## Begin Dataset extract

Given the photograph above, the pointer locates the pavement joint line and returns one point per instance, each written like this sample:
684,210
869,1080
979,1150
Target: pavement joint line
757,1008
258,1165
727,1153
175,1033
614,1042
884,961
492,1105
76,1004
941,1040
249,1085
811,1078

## End Dataset extract

> [Work to do]
Write out the listing above line for line, reproducing every character without alteration.

> [Response below]
Given the photograph above, the pointer locates the pavement joint line and returns one point per instance, each written like this sample:
684,210
869,1080
979,1150
Target: pavement joint line
757,1008
258,1165
727,1153
175,1033
614,1042
884,961
492,1105
76,1004
941,1040
249,1085
811,1078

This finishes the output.